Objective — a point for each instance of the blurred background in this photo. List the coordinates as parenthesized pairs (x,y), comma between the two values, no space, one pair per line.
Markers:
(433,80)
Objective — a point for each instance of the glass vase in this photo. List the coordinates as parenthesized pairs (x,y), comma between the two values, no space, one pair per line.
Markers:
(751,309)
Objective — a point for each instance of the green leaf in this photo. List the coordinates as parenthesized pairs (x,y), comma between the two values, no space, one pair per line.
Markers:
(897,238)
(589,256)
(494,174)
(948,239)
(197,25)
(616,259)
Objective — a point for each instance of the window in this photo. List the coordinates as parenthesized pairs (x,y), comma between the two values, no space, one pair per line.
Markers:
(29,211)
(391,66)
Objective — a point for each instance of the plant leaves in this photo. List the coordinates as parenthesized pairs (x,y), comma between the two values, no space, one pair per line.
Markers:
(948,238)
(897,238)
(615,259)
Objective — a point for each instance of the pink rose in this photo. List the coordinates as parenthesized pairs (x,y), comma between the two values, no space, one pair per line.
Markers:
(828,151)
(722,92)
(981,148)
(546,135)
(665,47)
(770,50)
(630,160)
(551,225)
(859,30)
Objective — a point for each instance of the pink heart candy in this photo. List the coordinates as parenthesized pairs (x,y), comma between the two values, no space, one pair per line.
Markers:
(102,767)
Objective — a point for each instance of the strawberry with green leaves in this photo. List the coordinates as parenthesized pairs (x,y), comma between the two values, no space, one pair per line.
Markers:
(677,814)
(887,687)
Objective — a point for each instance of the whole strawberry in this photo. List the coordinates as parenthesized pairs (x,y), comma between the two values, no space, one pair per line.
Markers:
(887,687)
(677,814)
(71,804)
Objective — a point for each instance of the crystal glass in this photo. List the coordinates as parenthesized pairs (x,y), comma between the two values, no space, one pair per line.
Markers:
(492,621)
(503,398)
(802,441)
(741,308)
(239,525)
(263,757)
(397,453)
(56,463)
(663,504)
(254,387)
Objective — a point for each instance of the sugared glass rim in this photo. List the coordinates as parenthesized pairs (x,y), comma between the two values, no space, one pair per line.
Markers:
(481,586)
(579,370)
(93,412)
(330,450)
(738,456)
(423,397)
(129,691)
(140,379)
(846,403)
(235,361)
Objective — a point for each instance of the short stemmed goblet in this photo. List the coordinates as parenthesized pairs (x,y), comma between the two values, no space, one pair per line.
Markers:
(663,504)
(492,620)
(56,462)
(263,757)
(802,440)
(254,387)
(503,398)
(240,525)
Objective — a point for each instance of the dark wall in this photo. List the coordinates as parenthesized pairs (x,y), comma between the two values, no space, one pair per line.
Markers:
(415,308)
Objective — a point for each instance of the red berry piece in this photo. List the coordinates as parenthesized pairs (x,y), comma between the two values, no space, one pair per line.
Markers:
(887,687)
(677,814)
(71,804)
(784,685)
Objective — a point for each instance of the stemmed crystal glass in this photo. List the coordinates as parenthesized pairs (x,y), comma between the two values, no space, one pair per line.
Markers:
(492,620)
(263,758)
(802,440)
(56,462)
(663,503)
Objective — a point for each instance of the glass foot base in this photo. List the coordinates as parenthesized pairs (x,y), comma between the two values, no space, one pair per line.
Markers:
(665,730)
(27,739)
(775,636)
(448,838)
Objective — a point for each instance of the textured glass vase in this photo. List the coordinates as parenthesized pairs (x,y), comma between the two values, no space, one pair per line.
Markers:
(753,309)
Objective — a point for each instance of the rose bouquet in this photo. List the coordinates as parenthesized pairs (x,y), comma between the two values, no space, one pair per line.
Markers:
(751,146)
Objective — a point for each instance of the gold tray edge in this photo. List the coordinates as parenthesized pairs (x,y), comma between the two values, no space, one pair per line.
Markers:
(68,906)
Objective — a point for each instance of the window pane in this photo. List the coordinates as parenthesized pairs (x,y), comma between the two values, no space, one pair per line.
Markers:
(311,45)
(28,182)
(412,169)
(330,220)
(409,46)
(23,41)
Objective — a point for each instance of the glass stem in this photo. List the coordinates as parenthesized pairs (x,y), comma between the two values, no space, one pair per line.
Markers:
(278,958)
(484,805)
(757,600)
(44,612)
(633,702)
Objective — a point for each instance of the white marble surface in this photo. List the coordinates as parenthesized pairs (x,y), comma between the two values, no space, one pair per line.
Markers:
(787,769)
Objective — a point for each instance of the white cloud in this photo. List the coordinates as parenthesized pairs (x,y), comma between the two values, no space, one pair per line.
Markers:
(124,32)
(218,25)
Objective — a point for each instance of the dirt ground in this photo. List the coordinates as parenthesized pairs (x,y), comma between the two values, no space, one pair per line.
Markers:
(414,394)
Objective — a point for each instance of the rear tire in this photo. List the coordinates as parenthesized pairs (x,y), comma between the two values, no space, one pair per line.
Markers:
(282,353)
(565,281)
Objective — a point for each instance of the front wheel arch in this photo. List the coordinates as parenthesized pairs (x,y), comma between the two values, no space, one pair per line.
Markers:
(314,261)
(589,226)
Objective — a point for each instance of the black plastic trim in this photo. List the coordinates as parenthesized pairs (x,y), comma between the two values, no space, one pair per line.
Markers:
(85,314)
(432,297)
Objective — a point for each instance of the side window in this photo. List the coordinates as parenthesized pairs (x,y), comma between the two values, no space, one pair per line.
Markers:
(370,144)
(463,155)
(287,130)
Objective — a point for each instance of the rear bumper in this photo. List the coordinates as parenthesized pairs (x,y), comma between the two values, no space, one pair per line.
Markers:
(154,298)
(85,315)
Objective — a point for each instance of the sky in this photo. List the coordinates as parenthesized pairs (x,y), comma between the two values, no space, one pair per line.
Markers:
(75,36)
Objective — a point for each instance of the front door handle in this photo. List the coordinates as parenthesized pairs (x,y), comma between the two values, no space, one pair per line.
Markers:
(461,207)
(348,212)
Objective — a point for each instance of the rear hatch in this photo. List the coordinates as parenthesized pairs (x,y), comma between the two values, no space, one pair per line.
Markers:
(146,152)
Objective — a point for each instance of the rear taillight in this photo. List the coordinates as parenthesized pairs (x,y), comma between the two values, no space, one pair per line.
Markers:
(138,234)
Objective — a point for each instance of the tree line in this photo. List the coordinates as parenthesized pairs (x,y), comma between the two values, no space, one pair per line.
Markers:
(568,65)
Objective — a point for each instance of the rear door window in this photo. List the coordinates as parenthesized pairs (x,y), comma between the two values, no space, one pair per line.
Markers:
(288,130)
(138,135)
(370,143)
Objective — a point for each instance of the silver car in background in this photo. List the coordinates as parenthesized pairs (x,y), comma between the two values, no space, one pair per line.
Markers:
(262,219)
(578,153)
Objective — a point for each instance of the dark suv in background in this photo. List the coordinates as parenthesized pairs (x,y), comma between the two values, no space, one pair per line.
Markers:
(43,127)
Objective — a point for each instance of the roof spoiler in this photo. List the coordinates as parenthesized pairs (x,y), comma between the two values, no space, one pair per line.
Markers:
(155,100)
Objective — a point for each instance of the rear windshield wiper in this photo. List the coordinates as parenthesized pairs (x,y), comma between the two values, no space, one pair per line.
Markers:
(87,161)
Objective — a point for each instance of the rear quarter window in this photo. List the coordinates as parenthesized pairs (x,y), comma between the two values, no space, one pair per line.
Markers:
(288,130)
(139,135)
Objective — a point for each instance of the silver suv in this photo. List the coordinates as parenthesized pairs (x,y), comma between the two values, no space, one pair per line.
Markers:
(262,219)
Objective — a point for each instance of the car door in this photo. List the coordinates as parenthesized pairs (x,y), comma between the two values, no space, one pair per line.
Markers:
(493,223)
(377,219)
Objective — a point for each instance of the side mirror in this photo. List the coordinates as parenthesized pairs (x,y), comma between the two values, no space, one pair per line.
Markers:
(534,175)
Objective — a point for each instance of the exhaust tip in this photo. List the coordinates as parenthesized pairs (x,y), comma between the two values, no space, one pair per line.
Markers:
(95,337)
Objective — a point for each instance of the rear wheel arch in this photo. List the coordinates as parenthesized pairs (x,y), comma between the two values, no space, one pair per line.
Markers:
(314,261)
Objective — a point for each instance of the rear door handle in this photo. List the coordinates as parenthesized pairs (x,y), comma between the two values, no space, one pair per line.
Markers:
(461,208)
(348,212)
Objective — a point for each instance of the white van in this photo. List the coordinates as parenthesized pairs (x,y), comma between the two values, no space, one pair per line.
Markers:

**Exercise task:** Quote only the lines from the one containing "Objective — a point for each instance of the exhaust" through the final line of the records, with both ends included.

**Complete response:**
Objective — a point for each instance of the exhaust tip in this photo. List the coordinates as parenthesized pairs (x,y), comma between the two values, no space, one pair per line.
Markers:
(95,337)
Objective — a point for each instance of the rear wheel arch in this photo. List the coordinates as parenthesized pairs (x,y), comma between the two values, no space, one pair per line.
Markers:
(314,261)
Objective — a point for each instance of the rear door handle in this photo. List the coordinates as parenthesized pairs (x,y), comma between the two values, no space, one pair per line.
Markers:
(461,208)
(348,212)
Objective — a point for each instance of the white van in this photo. List the coordinates as parenthesized pairs (x,y), comma between the two values, no space, one pair per line.
Markers:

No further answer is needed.